#### ENTRIES PROVIDED

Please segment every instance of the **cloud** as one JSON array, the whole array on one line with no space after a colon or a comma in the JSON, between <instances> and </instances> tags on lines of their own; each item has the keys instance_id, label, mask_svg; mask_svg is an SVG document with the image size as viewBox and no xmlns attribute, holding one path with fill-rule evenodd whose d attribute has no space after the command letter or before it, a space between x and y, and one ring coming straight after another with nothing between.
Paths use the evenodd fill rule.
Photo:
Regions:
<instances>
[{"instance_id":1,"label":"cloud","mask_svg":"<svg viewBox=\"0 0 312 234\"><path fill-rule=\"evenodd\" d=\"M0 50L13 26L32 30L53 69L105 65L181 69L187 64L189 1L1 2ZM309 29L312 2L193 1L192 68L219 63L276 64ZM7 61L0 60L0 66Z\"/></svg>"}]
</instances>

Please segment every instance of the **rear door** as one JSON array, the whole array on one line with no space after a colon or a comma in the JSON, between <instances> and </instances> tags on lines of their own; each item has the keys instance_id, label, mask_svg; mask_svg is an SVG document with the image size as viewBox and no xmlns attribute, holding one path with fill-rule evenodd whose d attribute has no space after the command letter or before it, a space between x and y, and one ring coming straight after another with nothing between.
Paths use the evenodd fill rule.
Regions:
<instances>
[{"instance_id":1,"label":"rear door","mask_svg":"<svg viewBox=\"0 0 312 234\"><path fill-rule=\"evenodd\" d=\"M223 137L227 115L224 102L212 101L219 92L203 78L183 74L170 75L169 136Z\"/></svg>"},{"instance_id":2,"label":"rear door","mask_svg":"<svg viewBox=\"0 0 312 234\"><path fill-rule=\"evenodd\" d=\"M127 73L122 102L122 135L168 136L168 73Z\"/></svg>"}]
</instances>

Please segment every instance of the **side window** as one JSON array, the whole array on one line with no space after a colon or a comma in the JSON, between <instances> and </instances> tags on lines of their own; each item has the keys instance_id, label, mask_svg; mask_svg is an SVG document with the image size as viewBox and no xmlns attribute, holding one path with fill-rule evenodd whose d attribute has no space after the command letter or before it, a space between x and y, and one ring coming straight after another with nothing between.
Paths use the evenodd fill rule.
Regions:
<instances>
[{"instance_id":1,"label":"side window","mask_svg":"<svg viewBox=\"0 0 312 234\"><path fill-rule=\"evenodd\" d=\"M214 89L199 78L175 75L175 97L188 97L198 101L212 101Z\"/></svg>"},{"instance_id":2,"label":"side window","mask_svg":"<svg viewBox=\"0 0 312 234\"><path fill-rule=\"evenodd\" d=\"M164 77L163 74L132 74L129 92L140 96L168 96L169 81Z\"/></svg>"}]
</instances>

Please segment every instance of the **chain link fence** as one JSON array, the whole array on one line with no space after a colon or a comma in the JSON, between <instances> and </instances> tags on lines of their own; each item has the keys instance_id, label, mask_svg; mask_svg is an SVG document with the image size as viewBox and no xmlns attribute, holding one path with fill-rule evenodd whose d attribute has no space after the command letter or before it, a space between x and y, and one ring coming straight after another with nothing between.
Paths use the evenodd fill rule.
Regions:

########

WHAT THE TASK ASKS: Transcribe every one of the records above, character for character.

EXERCISE RESULT:
Please segment every instance of the **cloud** as one JSON array, the whole array on one line with no space after a colon or a comma in the JSON, between <instances> and </instances> tags on lines of their own; each item has the keys instance_id, label, mask_svg; mask_svg is an SVG document with the image size as viewBox and no xmlns attribute, holding one path with fill-rule evenodd whose d attribute has no space after the command letter or before it, a space between x and y, and one ring coming straight after another with nothing between.
Paths use the evenodd fill rule.
Photo:
Regions:
<instances>
[{"instance_id":1,"label":"cloud","mask_svg":"<svg viewBox=\"0 0 312 234\"><path fill-rule=\"evenodd\" d=\"M0 50L13 26L32 30L53 69L105 65L181 69L187 64L189 1L1 2ZM309 29L312 2L193 1L192 68L219 63L276 64ZM7 61L0 60L0 66Z\"/></svg>"}]
</instances>

Please segment every instance of the **rear door** as one JSON array, the whole array on one line with no space after a colon or a comma in the JSON, between <instances> and </instances> tags on lines of their own; each item has the keys instance_id, label, mask_svg; mask_svg is an SVG document with the image size as viewBox and no xmlns attribute, holding one path with fill-rule evenodd whose d attribute has no space after the command letter or before it, a space between x and y, and one ring coming straight after another with nothing between.
Paths use the evenodd fill rule.
Regions:
<instances>
[{"instance_id":1,"label":"rear door","mask_svg":"<svg viewBox=\"0 0 312 234\"><path fill-rule=\"evenodd\" d=\"M223 137L227 115L224 102L212 101L219 92L203 78L183 74L170 75L169 136Z\"/></svg>"},{"instance_id":2,"label":"rear door","mask_svg":"<svg viewBox=\"0 0 312 234\"><path fill-rule=\"evenodd\" d=\"M127 73L122 102L122 135L168 136L168 73Z\"/></svg>"}]
</instances>

Please segment every instance of the **side window** as one JSON array, the whole array on one line with no space after a colon or a comma in the JSON, between <instances> and </instances> tags on lines of their own; each item has the keys instance_id, label, mask_svg; mask_svg is an SVG document with the image size as viewBox and no xmlns attribute, holding one path with fill-rule evenodd whose d attribute has no space after the command letter or before it, a space between x and y, and one ring coming straight after another with nothing between.
Paths use the evenodd fill rule.
Regions:
<instances>
[{"instance_id":1,"label":"side window","mask_svg":"<svg viewBox=\"0 0 312 234\"><path fill-rule=\"evenodd\" d=\"M214 89L199 78L175 75L175 97L188 97L198 101L212 101Z\"/></svg>"},{"instance_id":2,"label":"side window","mask_svg":"<svg viewBox=\"0 0 312 234\"><path fill-rule=\"evenodd\" d=\"M164 77L163 74L132 74L129 92L140 96L168 96L169 81Z\"/></svg>"}]
</instances>

Please segment every instance of the **chain link fence** as one JSON array, the whole array on one line with no space after a colon or a comma in the JSON, between <instances> and </instances> tags on lines of their own; each item has the keys instance_id, label, mask_svg; mask_svg is an SVG document with the image size as viewBox and no xmlns attribute, holding one path with fill-rule evenodd whose d attribute has no space after the command letter or before it, a space between x and y, and one ring coming straight after another with nothing between.
Paths use the evenodd fill rule.
Regions:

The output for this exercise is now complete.